**Source document**
—————
I think we can safely assume those concepts are not taught in the garden variety climate science classes. Control knob is so much easier to comprehend.

Nice links.

July 12, 2020 4:57 am

In Russia they are intelligent enough to realise that Arctic ice isn’t going anywhere:

https://www.rt.com/business/494155-russia-nuclear-icebreaker-arctic/

They are busy making a new world’s largest icebreaker that will be able to break through ice more than 4m thick. It will go to sea in 2027.

So Russia is betting against the Climagisterium consensus/party line that there won’t be 4m thick Arctic ice within a decade. And I think they’ll be proved right.

Reply to  Phil Salmon
July 12, 2020 7:12 am

Krishna
Your point being?
Wait two months and the September minimum will be nothing special.
Just like last year.

Reply to  Phil Salmon
July 12, 2020 7:54 am

Look at the thickness, btw, that’s where the “Polarstern” is driving around.

Lasse
Reply to  Krishna Gans
July 12, 2020 10:22 am

https://follow.mosaic-expedition.org/
They drifted twice as fast as predicted.
And they had a hard time to change crew with help of Russian icebreakers.
Hope they can learn something about icedrift!

Reply to  Lasse
July 12, 2020 11:09 am

They are back again, and in my belief, they didn’t learn anything 😀

KcT
Reply to  Lasse
July 12, 2020 9:10 pm

Lasse,
Some people never learn.

Yet another Icebreaker finds itself Stuck in Unexpectedly Thick Arctic Ice
March 5, 2020
http://bit.ly/3cIkZSm

The Russian icebreaker Kapitan Dranitsyn has been stuck for days in unexpectedly thick Arctic sea ice. She was on her way to support the MOSAiC expedition –a crew of “climate change experts” aboard the Polarstern who intentionally marooned themselves near the North Pole at a cost of $158 million to document an Arctic Winter (see full article here)— but now requires assistance herself, and a THIRD icebreaker, the Admiral Makarov, departed from Murmansk on March 3.

3/5/20
Dozens of scientists and environmentalist from 20 nations boarded the German icebreaker RV Polarstern back in July, 2019 on a year-long voyage to ‘study the impact of climate change on the Arctic and how it affects the rest of the world‘ — the MOSAiC expedition.
“So far we have always been locked out of that region, and we lack even the basic observations of the climate processes in the central Arctic from winter,” expedition leader Markus Rex told the AP.
“We are going to change that for the first time”.
—————
**Material provided**
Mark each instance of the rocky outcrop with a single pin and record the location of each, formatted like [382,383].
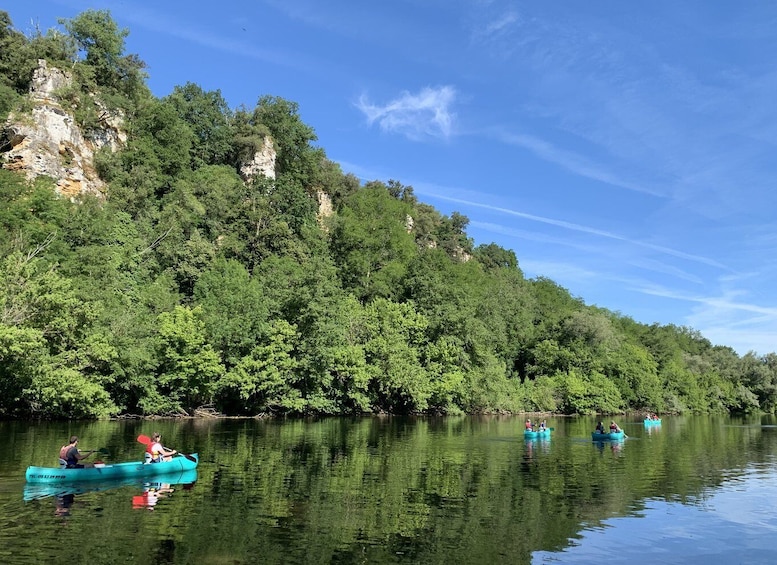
—————
**Given instruction 1**
In the Arctic ice thread, how thick is the ice that Russia's new icebreaker will be able to break through?
**Given instruction 2**
Using the Arctic ice thread, decide whether each statement agrees with it: (a) The Polarstern crew marooned themselves at a cost of $158 million. (b) The Admiral Makarov departed from Murmansk on March 5. (c) The scientists on the Polarstern came from 20 nations.
**Given instruction 3**
Write out the stretch of the Arctic ice thread from "Wait two months" through "is driving around." again, switching "two months" to "six weeks".
None of the tasks draws on the lines.

**Written response 1**
More than 4m thick.

**Written response 2**
(a) Yes: "at a cost of $158 million"
(b) No: "departed from Murmansk on March 3"
(c) Yes: "from 20 nations"

**Written response 3**
Wait six weeks and the September minimum will be nothing special.
Just like last year.

Reply to  Phil Salmon
July 12, 2020 7:54 am

Look at the thickness, btw, that’s where the “Polarstern” is driving around.